Reproduce the data that follows precisely.

[Data to use]:

- Opening Delimiter -

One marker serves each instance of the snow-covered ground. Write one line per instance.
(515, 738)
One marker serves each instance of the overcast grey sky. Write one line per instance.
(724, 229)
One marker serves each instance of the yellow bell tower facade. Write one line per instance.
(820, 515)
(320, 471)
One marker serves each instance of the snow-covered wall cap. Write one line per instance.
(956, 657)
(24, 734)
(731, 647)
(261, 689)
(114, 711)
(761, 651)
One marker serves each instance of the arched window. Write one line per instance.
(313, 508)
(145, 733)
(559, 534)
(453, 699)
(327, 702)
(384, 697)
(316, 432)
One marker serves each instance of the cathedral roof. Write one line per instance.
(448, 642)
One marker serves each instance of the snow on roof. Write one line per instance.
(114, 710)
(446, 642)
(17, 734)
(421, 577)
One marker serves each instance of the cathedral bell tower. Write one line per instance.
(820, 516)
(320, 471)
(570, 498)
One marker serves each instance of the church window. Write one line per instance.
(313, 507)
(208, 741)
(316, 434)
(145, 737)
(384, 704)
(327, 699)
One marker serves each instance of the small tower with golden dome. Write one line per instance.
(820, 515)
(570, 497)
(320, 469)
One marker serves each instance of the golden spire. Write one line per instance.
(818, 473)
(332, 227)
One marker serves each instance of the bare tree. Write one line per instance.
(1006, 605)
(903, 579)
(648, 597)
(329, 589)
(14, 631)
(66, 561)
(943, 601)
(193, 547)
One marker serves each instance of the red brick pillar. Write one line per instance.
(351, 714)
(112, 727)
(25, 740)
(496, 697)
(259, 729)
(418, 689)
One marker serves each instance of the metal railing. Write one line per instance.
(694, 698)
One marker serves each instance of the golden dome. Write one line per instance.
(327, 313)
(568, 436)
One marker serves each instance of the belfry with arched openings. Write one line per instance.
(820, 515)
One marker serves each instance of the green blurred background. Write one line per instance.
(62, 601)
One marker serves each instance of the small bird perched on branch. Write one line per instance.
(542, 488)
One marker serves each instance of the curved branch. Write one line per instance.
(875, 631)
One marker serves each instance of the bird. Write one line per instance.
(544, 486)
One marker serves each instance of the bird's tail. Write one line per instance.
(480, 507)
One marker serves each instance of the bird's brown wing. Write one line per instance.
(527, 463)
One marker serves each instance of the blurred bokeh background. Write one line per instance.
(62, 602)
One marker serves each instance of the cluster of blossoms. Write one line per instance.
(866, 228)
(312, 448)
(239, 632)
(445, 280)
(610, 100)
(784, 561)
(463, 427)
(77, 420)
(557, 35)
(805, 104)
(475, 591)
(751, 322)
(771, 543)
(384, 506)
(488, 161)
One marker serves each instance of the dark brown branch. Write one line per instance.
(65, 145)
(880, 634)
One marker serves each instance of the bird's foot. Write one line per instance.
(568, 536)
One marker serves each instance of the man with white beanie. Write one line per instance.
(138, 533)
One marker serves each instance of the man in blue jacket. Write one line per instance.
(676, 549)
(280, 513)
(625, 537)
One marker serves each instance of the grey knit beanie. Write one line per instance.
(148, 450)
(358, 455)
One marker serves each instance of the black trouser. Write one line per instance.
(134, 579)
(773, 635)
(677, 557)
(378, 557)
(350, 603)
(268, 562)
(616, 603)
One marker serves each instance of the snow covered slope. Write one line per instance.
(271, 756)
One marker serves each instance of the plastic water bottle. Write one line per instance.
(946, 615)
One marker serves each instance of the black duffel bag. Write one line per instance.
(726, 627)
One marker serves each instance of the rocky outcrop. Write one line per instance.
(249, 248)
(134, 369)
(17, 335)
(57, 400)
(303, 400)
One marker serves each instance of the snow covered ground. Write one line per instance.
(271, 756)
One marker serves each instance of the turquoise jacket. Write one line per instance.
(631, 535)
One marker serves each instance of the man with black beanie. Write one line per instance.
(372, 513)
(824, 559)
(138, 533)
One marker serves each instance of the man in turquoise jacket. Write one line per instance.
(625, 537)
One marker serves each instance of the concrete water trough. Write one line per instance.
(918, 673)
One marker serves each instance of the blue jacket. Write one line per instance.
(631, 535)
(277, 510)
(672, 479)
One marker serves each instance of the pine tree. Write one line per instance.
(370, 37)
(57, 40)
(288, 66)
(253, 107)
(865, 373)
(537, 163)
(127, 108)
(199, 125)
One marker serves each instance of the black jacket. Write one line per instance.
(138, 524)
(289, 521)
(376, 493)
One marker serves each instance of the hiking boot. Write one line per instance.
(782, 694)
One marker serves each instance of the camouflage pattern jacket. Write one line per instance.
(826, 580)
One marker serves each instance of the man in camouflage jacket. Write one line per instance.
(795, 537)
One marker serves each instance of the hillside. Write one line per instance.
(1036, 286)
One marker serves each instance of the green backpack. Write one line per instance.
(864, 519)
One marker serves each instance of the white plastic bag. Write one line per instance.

- Closing Delimiter -

[Reply to the exercise]:
One marker serves each instance of the snow-covered ground. Write one line per instance.
(515, 738)
One marker serves each instance of the overcast grey sky. Write one line per instance.
(724, 229)
One marker serves each instance of the yellow bell tower facade. Write one line per instance.
(820, 515)
(320, 471)
One marker serves each instance of the snow-covered wall cap. Write one line per instance.
(956, 657)
(24, 734)
(731, 647)
(261, 689)
(114, 711)
(761, 651)
One marker serves each instance of the arched window. Write one line per instance.
(313, 508)
(145, 733)
(559, 534)
(453, 699)
(327, 702)
(384, 697)
(316, 432)
One marker serves each instance of the cathedral roof. Write one line per instance.
(448, 642)
One marker serves each instance of the snow on roof. Write one line per instance.
(114, 710)
(446, 642)
(17, 734)
(421, 577)
One marker serves each instance of the cathedral bell tower. Write one line per instance.
(820, 516)
(320, 471)
(570, 498)
One marker serves each instance of the church window. Write one line per instance.
(313, 507)
(208, 741)
(316, 434)
(145, 737)
(384, 704)
(327, 699)
One marker serves each instance of the small tower with golden dome. Write one line per instance.
(820, 515)
(570, 497)
(320, 469)
One marker serves each instance of the golden spire. Write one line per instance.
(818, 473)
(332, 227)
One marker serves each instance of the bare tree. Write one line per instance.
(1006, 605)
(903, 579)
(648, 597)
(329, 589)
(14, 631)
(66, 561)
(943, 601)
(193, 547)
One marker serves each instance of the red brick pillar. Write one line per instance.
(351, 714)
(112, 727)
(25, 740)
(496, 697)
(259, 729)
(418, 689)
One marker serves each instance of the metal railing. Write one line per instance.
(694, 698)
One marker serves each instance of the golden dome. Write one line per instance.
(327, 313)
(568, 436)
One marker serves each instance of the belfry with arched openings. Write one line per instance.
(820, 515)
One marker serves each instance of the green blurred background. Write one line per instance.
(62, 601)
One marker serves each instance of the small bird perched on branch. Write one line per instance.
(542, 488)
One marker serves each instance of the curved branch. Write one line per instance.
(875, 631)
One marker serves each instance of the bird. Write one line per instance.
(544, 486)
One marker serves each instance of the bird's tail. Write one line per instance.
(480, 507)
One marker serves each instance of the bird's brown wing. Write one line per instance.
(527, 463)
One marker serves each instance of the blurred bokeh background. Write one line per instance.
(62, 602)
One marker serves each instance of the cluster of blossoms. Write one line per instance.
(866, 228)
(312, 448)
(239, 632)
(445, 280)
(610, 100)
(784, 561)
(463, 427)
(77, 420)
(557, 35)
(805, 104)
(475, 591)
(751, 322)
(771, 543)
(384, 506)
(488, 161)
One marker serves each instance of the dark brown branch. Write one line per instance.
(65, 145)
(880, 634)
One marker serves each instance of the bird's foot. Write one line per instance.
(568, 536)
One marker serves each instance of the man with white beanie. Write one line per instance.
(138, 533)
One marker serves each instance of the man in blue jacket. Write one line per instance.
(676, 549)
(280, 513)
(625, 537)
One marker serves each instance of the grey knit beanie. Write one line per instance.
(148, 450)
(358, 455)
One marker serves each instance of the black trouser. Write one line per instance.
(134, 579)
(773, 635)
(677, 557)
(378, 557)
(350, 603)
(268, 562)
(616, 603)
One marker serves each instance of the snow covered slope. Write one line per instance.
(271, 756)
One marker serves each instance of the plastic water bottle. Write one line per instance.
(946, 615)
One marker serves each instance of the black duffel bag. Write one line per instance.
(726, 627)
One marker serves each instance of the rocky outcrop. Write one line per instance.
(249, 248)
(134, 369)
(17, 335)
(57, 400)
(303, 400)
One marker serves each instance of the snow covered ground. Write one line per instance.
(271, 756)
One marker serves each instance of the turquoise jacket. Write one line per instance.
(631, 535)
One marker serves each instance of the man with black beanie. Write one line per instance.
(372, 513)
(824, 559)
(138, 533)
One marker serves each instance of the man in turquoise jacket. Write one line per instance.
(625, 537)
One marker serves each instance of the concrete water trough. Write one line per instance.
(918, 673)
One marker serves each instance of the blue jacket. Write one line per instance.
(631, 535)
(277, 510)
(672, 479)
One marker serves each instance of the pine tree. Write one line per instance.
(370, 37)
(57, 40)
(288, 66)
(253, 107)
(865, 373)
(537, 163)
(127, 108)
(199, 125)
One marker serves each instance of the black jacket. Write one line per instance.
(138, 524)
(289, 521)
(376, 493)
One marker serves each instance of the hiking boot. Write one line per instance.
(782, 694)
One marker serves each instance of the camouflage pattern jacket. Write one line per instance.
(826, 580)
One marker serves each instance of the man in camouflage jacket. Write one line per instance.
(795, 537)
One marker serves each instance of the hillside. Write one line per instance.
(1036, 286)
One marker serves each instance of the green backpack. Write one line per instance.
(864, 519)
One marker serves each instance of the white plastic bag. Write one line per instance.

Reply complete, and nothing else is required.